--- 正文部分 ---
==*==

爬取起點小說並存入資料庫

阿新 • • 發佈：2018-12-11

最終效果如下：

······················主程式：·······································

# -*- coding: utf-8 -*-
import scrapy
import  requests
import json
from qidian.items import QidianItem

class MyqidianSpider(scrapy.Spider):
    name = 'myqidian'
    allowed_domains = ['qidian.com']
    start_urls = ['http://www.qidian.com/all?chanId=21&orderId=&page=1&style=1&pageSize=20&siteid=1&pubflag=0&hiddenField=0']

    def parse(self, response):
        # print(response.text)

        bookList = response.xpath('//ul[@class="all-img-list cf"]/li')
        for i in bookList:
            bookId = i.xpath('./div[@class="book-img-box"]/a/@data-bid').extract()[0]
            bookUrl = 'http:'+ i.xpath('./div[@class="book-img-box"]/a/@href').extract()[0]
            yield scrapy.Request(bookUrl,callback=self.get_url,meta={"bookId":bookId})#把 url , bookId  傳到下一個方法
        #構建翻頁
        page = response.xpath('//@data-pagemax)').extract_first()
        page = int(page)
        for i in range(2, page + 1):
            url = "http://www.qidian.com/all?chanId=21&orderId=&style=1&pageSize=20&siteid=1&pubflag=0&hiddenField=0&page={}".format(
                i)
            yield scrapy.Request(url, callback=self.parse)

    def get_url(self,response):
        meta = response.meta
        bookId = response.meta['bookId']
        jsonurl = 'https://book.qidian.com/ajax/book/category?_csrfToken=OFmDKzipSh4trLG5YRG79dFXcFYAEZgV0cjNceDd&bookId=' + bookId
        bookName = response.xpath('//div[@class="book-info "]/h1/em/text()').extract()[0]
        writerName = response.xpath('//div[@class="book-info "]/h1/span/a/text()').extract()[0]
        xinxi = response.xpath('//div[@class="book-intro"]/p/text()').extract()[0].strip()
        meta =  {
            "bookName" : bookName,"writerName" : writerName, "xinxi" : xinxi
        }
        yield scrapy.Request(jsonurl,callback=self.get_zhangjie,meta = meta)

    def get_zhangjie(self,response):
        meta = response.meta
        bookName = meta['bookName']
        writerName = meta['writerName']
        xinxi = meta['xinxi']
        html = requests.get(response.url).content.decode('utf-8')
        data = json.loads(html)['data']
        vs = data.get('vs')
        for i in vs:
            cs = i.get('cs')
            for i in cs:
                cN = i.get('cN')
                cU = i.get('cU')
                curl = 'https://read.qidian.com/chapter/'+cU
                uT = i.get('uT')
                cnt = i.get('cnt')

                meta = {
                    "bookName": bookName, "writerName": writerName, "xinxi": xinxi,
                    "cN" : cN, "curl" : curl,"uT" : uT,"cnt":cnt
                }
                yield scrapy.Request(curl,callback=self.Lett_text,meta = meta)

    def Lett_text(self,response):
        item = QidianItem()

==*==

--- 練習目標 ---
請抄寫爬取起點小說一文中以「cU = i.get('cU')」開頭、以「item = QidianItem()」結尾的段落，並將其中的「curl」替換為「chapter_url」。

--- 資料段落 ---
==*==

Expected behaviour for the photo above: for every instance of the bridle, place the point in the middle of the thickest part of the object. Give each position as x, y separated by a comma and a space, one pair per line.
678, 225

==*==

--- 參考答案 ---
cU = i.get('cU')
                chapter_url = 'https://read.qidian.com/chapter/'+cU
                uT = i.get('uT')
                cnt = i.get('cnt')

                meta = {
                    "bookName": bookName, "writerName": writerName, "xinxi": xinxi,
                    "cN" : cN, "chapter_url" : chapter_url,"uT" : uT,"cnt":cnt
                }
                yield scrapy.Request(chapter_url,callback=self.Lett_text,meta = meta)

    def Lett_text(self,response):
        item = QidianItem()